→ **Document passage**:
# # # # #

# Harddog Chomp question



## Neil Greenberg (Jul 9, 2012)

I have a 9-month-old Malinois female that is getting full, calm grips on the Ray Allen half sleeve and was looking into purchasing The Chomp from Harddogs as the next step in her bite development. I have read some mixed reviews on the Harddogs sleeve covers (too expensive, do not last long) and was wondering has anyone found better replacement covers elsewhere for this sleeve?

Also, if you have any feedback on this sleeve, especially in terms of continuing to develop the bite of young malinois for ScH, I'd love to hear it.


----------



## Austin Porter (Oct 14, 2011)

I have a harddog chomp... really like it for targeting. It was pretty expensive but I would buy it agan. Seems to be holding up great but it doesn't get used like our suits do either. Seems to be of better quality than any of the rayallen stuff I have owned.


----------



## Neil Greenberg (Jul 9, 2012)

Austin Porter said:


> Seems to be holding up great


Thanks for the feedback. If you don't mind me asking, how long has HD cover lasted? Are you still on the original sleeve cover?


----------



## David Frost (Mar 29, 2006)

I have several of the chomps. A cover will usually last us a couple of training sessions with multiple dogs. I think they are a good sleeve for police work. 

DFrost


----------



## Britney Pelletier (Mar 5, 2009)

Chomps are an excellent investment.. very versatile in terms of the range of dogs they can be used for, great for targeting as someone mentioned and the durability and craftsmanship are just awesome. Guy makes really, really excellent sleeves. We use a Chomp here daily!


----------



## Neil Greenberg (Jul 9, 2012)

Thanks. I found out one of the helpers in my group has a Chomp, so I am looking at either getting one of the firmer Harddog Shorties or the Stretch. I just won a used Gappay trial sleeve on eBay and like the idea of adding a barrel sleeve to my bag.


----------

# # # # #

→ **Short problem 1**:
Pull out each line of the records that contains the word "white".
The forum thread on the Harddog Chomp has no connection to these records.

(Records in a dataset)
# # # # #

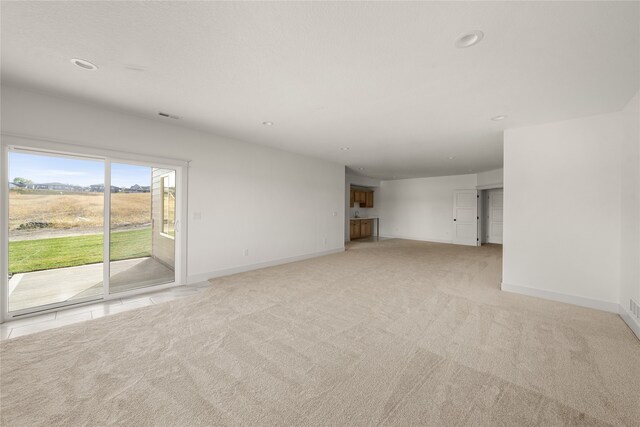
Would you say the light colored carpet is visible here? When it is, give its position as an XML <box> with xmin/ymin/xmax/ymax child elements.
<box><xmin>0</xmin><ymin>240</ymin><xmax>640</xmax><ymax>426</ymax></box>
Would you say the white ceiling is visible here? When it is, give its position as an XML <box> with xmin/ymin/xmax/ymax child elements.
<box><xmin>1</xmin><ymin>1</ymin><xmax>640</xmax><ymax>178</ymax></box>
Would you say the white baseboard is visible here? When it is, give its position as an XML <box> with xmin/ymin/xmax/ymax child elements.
<box><xmin>501</xmin><ymin>282</ymin><xmax>620</xmax><ymax>314</ymax></box>
<box><xmin>380</xmin><ymin>234</ymin><xmax>453</xmax><ymax>244</ymax></box>
<box><xmin>187</xmin><ymin>248</ymin><xmax>344</xmax><ymax>284</ymax></box>
<box><xmin>618</xmin><ymin>304</ymin><xmax>640</xmax><ymax>339</ymax></box>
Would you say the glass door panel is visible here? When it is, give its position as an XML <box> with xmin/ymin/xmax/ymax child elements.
<box><xmin>8</xmin><ymin>151</ymin><xmax>105</xmax><ymax>312</ymax></box>
<box><xmin>109</xmin><ymin>163</ymin><xmax>176</xmax><ymax>293</ymax></box>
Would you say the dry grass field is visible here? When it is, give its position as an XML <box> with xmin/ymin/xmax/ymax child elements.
<box><xmin>9</xmin><ymin>191</ymin><xmax>151</xmax><ymax>231</ymax></box>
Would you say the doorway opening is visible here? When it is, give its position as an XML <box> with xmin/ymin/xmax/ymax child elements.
<box><xmin>478</xmin><ymin>188</ymin><xmax>504</xmax><ymax>245</ymax></box>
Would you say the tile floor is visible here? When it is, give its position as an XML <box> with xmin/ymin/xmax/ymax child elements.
<box><xmin>0</xmin><ymin>282</ymin><xmax>210</xmax><ymax>340</ymax></box>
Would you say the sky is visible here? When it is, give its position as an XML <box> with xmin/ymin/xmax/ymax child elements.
<box><xmin>9</xmin><ymin>152</ymin><xmax>151</xmax><ymax>188</ymax></box>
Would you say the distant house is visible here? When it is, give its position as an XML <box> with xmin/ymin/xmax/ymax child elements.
<box><xmin>27</xmin><ymin>182</ymin><xmax>83</xmax><ymax>191</ymax></box>
<box><xmin>89</xmin><ymin>184</ymin><xmax>122</xmax><ymax>193</ymax></box>
<box><xmin>124</xmin><ymin>184</ymin><xmax>151</xmax><ymax>193</ymax></box>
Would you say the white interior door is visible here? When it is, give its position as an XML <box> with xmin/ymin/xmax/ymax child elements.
<box><xmin>453</xmin><ymin>190</ymin><xmax>478</xmax><ymax>246</ymax></box>
<box><xmin>488</xmin><ymin>188</ymin><xmax>504</xmax><ymax>244</ymax></box>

# # # # #

→ **Short problem 2**:
Reproduce a passage from the forum thread on the Harddog Chomp word for word, beginning at the words "Thanks. I found" and stopping after "sleeve to my bag.".

→ **Response 1**:
Would you say the white ceiling is visible here? When it is, give its position as an XML <box> with xmin/ymin/xmax/ymax child elements.
Would you say the white baseboard is visible here? When it is, give its position as an XML <box> with xmin/ymin/xmax/ymax child elements.
Would you say the white interior door is visible here? When it is, give its position as an XML <box> with xmin/ymin/xmax/ymax child elements.

→ **Response 2**:
Thanks. I found out one of the helpers in my group has a Chomp, so I am looking at either getting one of the firmer Harddog Shorties or the Stretch. I just won a used Gappay trial sleeve on eBay and like the idea of adding a barrel sleeve to my bag.